# AIM OF THE TASK
Print all entries precisely as they are written.

-- Start --

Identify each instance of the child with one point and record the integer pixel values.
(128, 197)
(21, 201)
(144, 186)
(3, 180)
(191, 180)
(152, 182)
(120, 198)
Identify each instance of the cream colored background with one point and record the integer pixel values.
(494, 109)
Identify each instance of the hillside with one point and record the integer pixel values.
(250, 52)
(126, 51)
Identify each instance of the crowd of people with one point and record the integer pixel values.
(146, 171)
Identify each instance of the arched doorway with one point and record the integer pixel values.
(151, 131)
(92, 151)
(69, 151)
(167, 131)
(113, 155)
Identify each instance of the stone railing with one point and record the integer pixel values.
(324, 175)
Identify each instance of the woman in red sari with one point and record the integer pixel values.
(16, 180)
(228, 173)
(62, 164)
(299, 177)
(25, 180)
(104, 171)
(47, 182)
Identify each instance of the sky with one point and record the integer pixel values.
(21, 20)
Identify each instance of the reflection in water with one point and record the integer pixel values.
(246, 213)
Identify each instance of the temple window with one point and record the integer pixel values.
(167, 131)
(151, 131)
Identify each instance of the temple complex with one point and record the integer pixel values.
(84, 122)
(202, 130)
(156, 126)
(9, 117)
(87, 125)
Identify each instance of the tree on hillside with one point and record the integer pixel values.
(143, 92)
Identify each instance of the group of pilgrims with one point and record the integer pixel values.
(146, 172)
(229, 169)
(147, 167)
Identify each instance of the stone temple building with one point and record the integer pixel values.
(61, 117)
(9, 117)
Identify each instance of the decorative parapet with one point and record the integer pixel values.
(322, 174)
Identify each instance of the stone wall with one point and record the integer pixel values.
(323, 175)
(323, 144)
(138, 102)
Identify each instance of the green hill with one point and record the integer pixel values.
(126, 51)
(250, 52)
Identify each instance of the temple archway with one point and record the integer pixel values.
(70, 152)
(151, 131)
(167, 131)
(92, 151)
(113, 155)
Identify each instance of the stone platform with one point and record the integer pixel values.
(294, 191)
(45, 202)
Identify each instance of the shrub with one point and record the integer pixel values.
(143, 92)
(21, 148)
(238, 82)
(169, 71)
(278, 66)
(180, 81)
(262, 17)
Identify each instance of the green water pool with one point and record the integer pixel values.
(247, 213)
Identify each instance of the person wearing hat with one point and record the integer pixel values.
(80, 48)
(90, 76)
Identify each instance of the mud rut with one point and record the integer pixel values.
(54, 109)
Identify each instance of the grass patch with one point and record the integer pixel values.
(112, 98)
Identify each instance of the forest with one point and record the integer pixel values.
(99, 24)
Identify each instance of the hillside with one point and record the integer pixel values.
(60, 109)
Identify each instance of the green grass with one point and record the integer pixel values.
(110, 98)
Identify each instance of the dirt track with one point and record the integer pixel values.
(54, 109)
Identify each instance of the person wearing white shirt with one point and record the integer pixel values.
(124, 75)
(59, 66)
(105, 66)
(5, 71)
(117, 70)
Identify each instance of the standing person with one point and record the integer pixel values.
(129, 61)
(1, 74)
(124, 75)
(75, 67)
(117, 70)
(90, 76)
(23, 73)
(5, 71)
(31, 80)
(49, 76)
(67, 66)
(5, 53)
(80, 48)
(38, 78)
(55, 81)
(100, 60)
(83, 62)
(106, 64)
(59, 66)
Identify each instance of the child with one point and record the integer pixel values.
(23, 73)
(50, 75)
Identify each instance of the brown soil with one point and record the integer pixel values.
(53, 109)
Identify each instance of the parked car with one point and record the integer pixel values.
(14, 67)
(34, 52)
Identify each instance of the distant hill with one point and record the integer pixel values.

-- End --

# RESULT OF THE TASK
Identify each instance of the child with one point and record the integer pixel values.
(128, 197)
(21, 201)
(144, 186)
(3, 180)
(191, 180)
(152, 182)
(120, 198)
Identify each instance of the cream colored background with one point and record the integer pixel values.
(494, 109)
Identify each instance of the hillside with one point and record the integer pixel values.
(250, 52)
(126, 51)
Identify each instance of the crowd of people with one point and record the integer pixel values.
(146, 171)
Identify each instance of the arched doorway with one point and record the integer pixel values.
(151, 131)
(92, 151)
(69, 151)
(167, 131)
(113, 155)
Identify each instance of the stone railing with one point and record the integer pixel values.
(324, 175)
Identify each instance of the woman in red sari with one point and record the integer pixel values.
(16, 180)
(228, 173)
(62, 164)
(299, 177)
(25, 180)
(104, 171)
(47, 182)
Identify each instance of the sky with one point and record the integer pixel values.
(21, 20)
Identify each instance of the reflection in water with one point and record the integer pixel values.
(246, 213)
Identify each instance of the temple window with one point and record the integer pixel values.
(167, 131)
(151, 131)
Identify each instance of the temple complex with one point and record the integer pixel values.
(84, 122)
(202, 130)
(156, 126)
(9, 117)
(87, 125)
Identify each instance of the tree on hillside with one point and record the integer pixel values.
(143, 92)
Identify each instance of the group of pilgrims with one point and record the integer pixel values.
(146, 172)
(229, 169)
(147, 167)
Identify each instance of the stone temple building with one point and record the integer pixel values.
(61, 117)
(9, 117)
Identify each instance of the decorative parapet with one point and record the integer pixel values.
(322, 174)
Identify each instance of the stone wall with one point and record the integer pixel values.
(323, 175)
(323, 144)
(138, 102)
Identify each instance of the green hill with one point and record the integer pixel values.
(126, 51)
(250, 52)
Identify each instance of the temple archway with one point and record the integer pixel values.
(70, 152)
(151, 131)
(167, 131)
(92, 151)
(113, 155)
Identify each instance of the stone platform with one point and record the integer pixel values.
(294, 191)
(45, 202)
Identify each instance of the shrub with one point and record the integer pixel values.
(143, 92)
(21, 148)
(238, 82)
(169, 71)
(278, 66)
(180, 81)
(262, 17)
Identify each instance of the green water pool with one point and record the integer pixel values.
(247, 213)
Identify each instance of the person wearing hat with one point and record the integer pixel values.
(80, 48)
(90, 76)
Identify each instance of the mud rut with one point and record the integer pixel values.
(54, 109)
Identify each instance of the grass patch with one point and record the integer pixel values.
(112, 98)
Identify each instance of the forest with one point and record the integer pixel values.
(99, 24)
Identify each instance of the hillside with one point and record the integer pixel values.
(60, 109)
Identify each instance of the green grass with one point and record the integer pixel values.
(110, 98)
Identify each instance of the dirt track with one point and record the integer pixel values.
(54, 109)
Identify each instance of the person wearing white shirt with one point and record the integer pixel values.
(124, 75)
(59, 66)
(105, 66)
(5, 71)
(117, 70)
Identify each instance of the standing person with one point and record the integer pixel values.
(129, 61)
(1, 74)
(124, 75)
(75, 67)
(117, 70)
(90, 76)
(23, 73)
(5, 71)
(31, 80)
(49, 76)
(67, 66)
(5, 53)
(80, 48)
(38, 78)
(55, 81)
(100, 60)
(83, 62)
(106, 64)
(59, 66)
Identify each instance of the child with one point and record the integer pixel values.
(23, 73)
(50, 75)
Identify each instance of the brown soil with one point and record the integer pixel values.
(53, 109)
Identify each instance of the parked car with one point and record the integer pixel values.
(14, 67)
(34, 52)
Identify each instance of the distant hill with one point and record the integer pixel values.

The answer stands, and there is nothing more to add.